▸ EXTRACTED TEXT:
All DeltaStreamer property files reference Apicurio Registry for the location of the Avro schemas. The schemas are used by both the Kafka Avro-format messages and the CDC-created Avro-format files in Amazon S3. Due to DeltaStreamer’s coupling with Confluent Schema Registry, as opposed to other registries, we must use Apicurio Registry’s Confluent Schema Registry API (Version 6) compatibility API endpoints (e.g., /apis/ccompat/v6/subjects/moma.public.artists-value/versions/latest) when using the org.apache.hudi.utilities.schema.SchemaRegistryProvider datasource option with DeltaStreamer. According to Apicurio, to provide compatibility with Confluent SerDes (Serializer/Deserializer) and other clients, Apicurio Registry implements the API defined by the Confluent Schema Registry.

Apicurio Registry exposes multiple APIs

Running DeltaStreamer

The properties files are loaded by Spark jobs that call the DeltaStreamer library, using spark-submit. Below, we see an example Spark job that calls the DeltaStreamer class. DeltaStreamer reads the raw Avro-format CDC data from S3 and writes the data using the Hudi MoR table type into the /moma_mor/artists/ S3 object prefix. In this Spark particular job, we are using the continuous option. DeltaStreamer runs in continuous mode using this option, running source-fetch, transform, and write in a loop. We are also using the UPSERT write operation (op). Operation options include UPSERT, INSERT, and BULK_INSERT. This set of options is ideal for inserting ongoing changes to CDC data into Hudi tables. You can run jobs in the foreground or background on EMR’s Master Node or as EMR Steps from the Amazon EMR console.

Dataset items:
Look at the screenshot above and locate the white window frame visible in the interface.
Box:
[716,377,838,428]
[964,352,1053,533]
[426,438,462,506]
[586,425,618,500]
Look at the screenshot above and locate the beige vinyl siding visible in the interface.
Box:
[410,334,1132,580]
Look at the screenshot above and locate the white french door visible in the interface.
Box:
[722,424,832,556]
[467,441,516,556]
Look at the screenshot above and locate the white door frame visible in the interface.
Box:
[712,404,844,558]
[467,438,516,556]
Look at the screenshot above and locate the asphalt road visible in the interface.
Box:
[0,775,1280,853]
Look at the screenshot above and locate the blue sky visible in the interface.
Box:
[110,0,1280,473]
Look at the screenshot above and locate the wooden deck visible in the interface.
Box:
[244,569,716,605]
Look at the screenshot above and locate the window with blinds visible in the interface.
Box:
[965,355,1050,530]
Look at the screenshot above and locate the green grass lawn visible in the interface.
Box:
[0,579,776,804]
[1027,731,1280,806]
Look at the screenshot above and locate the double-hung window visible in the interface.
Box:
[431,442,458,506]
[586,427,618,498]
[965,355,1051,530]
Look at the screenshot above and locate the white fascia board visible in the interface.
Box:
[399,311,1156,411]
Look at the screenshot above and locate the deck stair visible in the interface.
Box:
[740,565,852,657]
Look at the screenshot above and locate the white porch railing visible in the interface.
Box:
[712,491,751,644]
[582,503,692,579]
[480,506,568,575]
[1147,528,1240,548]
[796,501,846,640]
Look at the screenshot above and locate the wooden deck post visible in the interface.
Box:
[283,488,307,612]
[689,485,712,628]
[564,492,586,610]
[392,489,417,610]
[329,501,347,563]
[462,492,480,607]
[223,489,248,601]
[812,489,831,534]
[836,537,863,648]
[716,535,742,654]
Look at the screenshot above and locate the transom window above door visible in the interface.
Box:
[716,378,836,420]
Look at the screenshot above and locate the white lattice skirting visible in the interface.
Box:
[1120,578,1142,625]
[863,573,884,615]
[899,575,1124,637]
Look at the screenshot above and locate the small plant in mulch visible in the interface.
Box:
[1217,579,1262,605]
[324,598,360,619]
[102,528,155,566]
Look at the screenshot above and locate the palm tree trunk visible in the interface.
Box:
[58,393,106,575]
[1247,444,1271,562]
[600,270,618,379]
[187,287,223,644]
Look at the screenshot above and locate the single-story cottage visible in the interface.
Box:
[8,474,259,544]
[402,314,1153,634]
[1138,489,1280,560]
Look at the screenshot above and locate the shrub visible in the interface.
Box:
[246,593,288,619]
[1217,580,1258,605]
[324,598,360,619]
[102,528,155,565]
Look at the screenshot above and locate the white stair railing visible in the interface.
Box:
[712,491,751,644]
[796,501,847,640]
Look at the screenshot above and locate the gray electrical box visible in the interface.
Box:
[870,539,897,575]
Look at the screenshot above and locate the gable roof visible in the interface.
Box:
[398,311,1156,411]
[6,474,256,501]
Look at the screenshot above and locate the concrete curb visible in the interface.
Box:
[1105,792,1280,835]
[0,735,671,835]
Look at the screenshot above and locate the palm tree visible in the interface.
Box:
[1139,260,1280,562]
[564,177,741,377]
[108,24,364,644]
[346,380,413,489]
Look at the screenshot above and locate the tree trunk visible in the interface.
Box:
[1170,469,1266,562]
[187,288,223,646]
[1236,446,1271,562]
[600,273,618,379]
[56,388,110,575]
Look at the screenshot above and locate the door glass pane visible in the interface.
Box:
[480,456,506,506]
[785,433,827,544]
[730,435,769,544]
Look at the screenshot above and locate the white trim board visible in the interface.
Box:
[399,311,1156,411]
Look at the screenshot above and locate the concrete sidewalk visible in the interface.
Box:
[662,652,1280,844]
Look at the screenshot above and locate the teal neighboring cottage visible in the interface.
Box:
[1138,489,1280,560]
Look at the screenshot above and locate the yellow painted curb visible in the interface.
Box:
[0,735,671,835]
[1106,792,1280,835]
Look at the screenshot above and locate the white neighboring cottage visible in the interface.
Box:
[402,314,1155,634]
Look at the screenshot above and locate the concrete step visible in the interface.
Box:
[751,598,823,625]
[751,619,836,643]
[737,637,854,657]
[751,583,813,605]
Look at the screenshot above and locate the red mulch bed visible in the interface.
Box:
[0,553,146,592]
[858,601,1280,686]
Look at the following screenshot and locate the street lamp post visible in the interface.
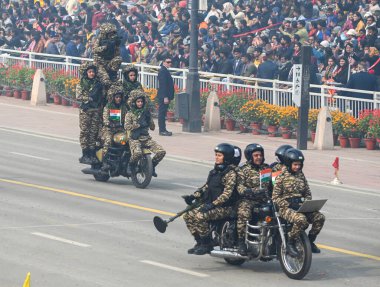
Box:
[182,0,203,133]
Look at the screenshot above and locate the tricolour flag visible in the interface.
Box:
[260,168,272,182]
[272,170,282,185]
[110,110,121,121]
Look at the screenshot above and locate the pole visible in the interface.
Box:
[297,46,311,150]
[182,0,202,133]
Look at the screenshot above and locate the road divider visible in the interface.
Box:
[0,178,380,261]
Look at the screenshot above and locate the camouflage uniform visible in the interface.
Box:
[76,62,103,150]
[183,166,236,236]
[237,162,271,239]
[272,169,325,239]
[93,23,122,88]
[102,86,127,154]
[124,90,166,167]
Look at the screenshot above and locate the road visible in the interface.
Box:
[0,128,380,287]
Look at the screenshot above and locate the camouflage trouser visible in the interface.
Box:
[183,205,233,236]
[102,128,124,154]
[279,208,325,238]
[79,110,101,149]
[236,199,255,239]
[129,139,166,166]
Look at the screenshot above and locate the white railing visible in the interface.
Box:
[0,49,380,117]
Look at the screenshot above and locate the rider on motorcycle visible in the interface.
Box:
[272,149,325,256]
[237,143,271,255]
[183,143,236,255]
[102,85,127,172]
[124,90,166,177]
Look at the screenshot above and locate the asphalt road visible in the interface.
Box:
[0,129,380,287]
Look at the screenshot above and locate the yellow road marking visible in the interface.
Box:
[317,244,380,261]
[0,178,380,261]
[0,178,175,216]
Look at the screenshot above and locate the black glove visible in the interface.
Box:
[200,203,215,213]
[182,194,195,205]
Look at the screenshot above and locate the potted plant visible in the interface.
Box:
[278,106,298,139]
[218,91,248,131]
[240,100,265,135]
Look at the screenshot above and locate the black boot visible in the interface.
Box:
[194,235,213,255]
[152,166,157,177]
[308,233,321,253]
[238,238,248,256]
[286,238,298,257]
[79,148,92,164]
[89,148,99,164]
[187,234,201,254]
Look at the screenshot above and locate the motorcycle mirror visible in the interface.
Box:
[153,216,168,233]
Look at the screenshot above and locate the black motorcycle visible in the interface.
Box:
[82,132,153,188]
[210,198,312,280]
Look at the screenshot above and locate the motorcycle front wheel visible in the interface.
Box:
[131,154,153,188]
[277,231,312,280]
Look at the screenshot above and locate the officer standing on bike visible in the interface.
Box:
[124,90,166,177]
[183,143,237,255]
[237,143,271,255]
[76,62,103,164]
[272,149,325,256]
[102,85,127,171]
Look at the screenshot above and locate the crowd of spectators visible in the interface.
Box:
[0,0,380,97]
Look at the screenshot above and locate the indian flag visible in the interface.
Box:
[110,110,121,121]
[260,168,272,182]
[272,170,282,185]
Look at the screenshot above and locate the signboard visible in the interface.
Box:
[293,64,302,107]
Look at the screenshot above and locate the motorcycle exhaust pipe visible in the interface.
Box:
[210,250,248,259]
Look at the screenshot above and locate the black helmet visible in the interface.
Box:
[232,145,241,166]
[244,144,265,162]
[284,148,305,172]
[274,144,293,164]
[214,143,235,165]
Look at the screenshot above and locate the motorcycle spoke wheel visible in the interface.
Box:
[278,232,312,280]
[131,154,153,188]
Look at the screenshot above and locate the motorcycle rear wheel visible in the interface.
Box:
[277,231,312,280]
[131,154,153,188]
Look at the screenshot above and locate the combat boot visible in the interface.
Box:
[187,234,201,254]
[194,235,214,255]
[79,148,92,164]
[238,238,248,256]
[308,233,321,253]
[286,238,298,257]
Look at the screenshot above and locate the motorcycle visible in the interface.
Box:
[210,198,312,280]
[82,132,153,188]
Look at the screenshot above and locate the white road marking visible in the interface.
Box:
[32,232,91,247]
[9,151,50,160]
[172,182,197,188]
[140,260,209,278]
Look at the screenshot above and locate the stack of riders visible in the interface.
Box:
[183,143,325,257]
[76,63,165,176]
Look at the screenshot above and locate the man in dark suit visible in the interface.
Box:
[157,56,174,136]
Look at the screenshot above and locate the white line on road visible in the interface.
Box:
[32,232,91,247]
[9,151,50,160]
[140,260,209,278]
[172,182,197,188]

▸ PROBLEMS TO WORK ON:
1. Per the DeltaStreamer text, which operation options are available?
2. Rewrite the stretch of the DeltaStreamer text from "All DeltaStreamer property" through "Confluent Schema Registry.", substituting "Amazon Simple Storage Service" for "Amazon S3".
3. Do these statements agree with the DeltaStreamer text? (a) In continuous mode, DeltaStreamer runs source-fetch, transform, and write in a loop. (b) The example job writes the data using the Hudi CoW table type. (c) Jobs can be run only from the Amazon EMR console. For each, answer yes or no and quote the deciding words.
Rely on the DeltaStreamer text alone.

▸ SOLUTIONS TO THE PROBLEMS:
1. UPSERT, INSERT, and BULK_INSERT.

2.
All DeltaStreamer property files reference Apicurio Registry for the location of the Avro schemas. The schemas are used by both the Kafka Avro-format messages and the CDC-created Avro-format files in Amazon Simple Storage Service. Due to DeltaStreamer’s coupling with Confluent Schema Registry, as opposed to other registries, we must use Apicurio Registry’s Confluent Schema Registry API (Version 6) compatibility API endpoints (e.g., /apis/ccompat/v6/subjects/moma.public.artists-value/versions/latest) when using the org.apache.hudi.utilities.schema.SchemaRegistryProvider datasource option with DeltaStreamer. According to Apicurio, to provide compatibility with Confluent SerDes (Serializer/Deserializer) and other clients, Apicurio Registry implements the API defined by the Confluent Schema Registry.

3.
(a) Yes: "DeltaStreamer runs in continuous mode using this option, running source-fetch, transform, and write in a loop."
(b) No: "writes the data using the Hudi MoR table type into the /moma_mor/artists/ S3 object prefix."
(c) No: "You can run jobs in the foreground or background on EMR’s Master Node or as EMR Steps from the Amazon EMR console."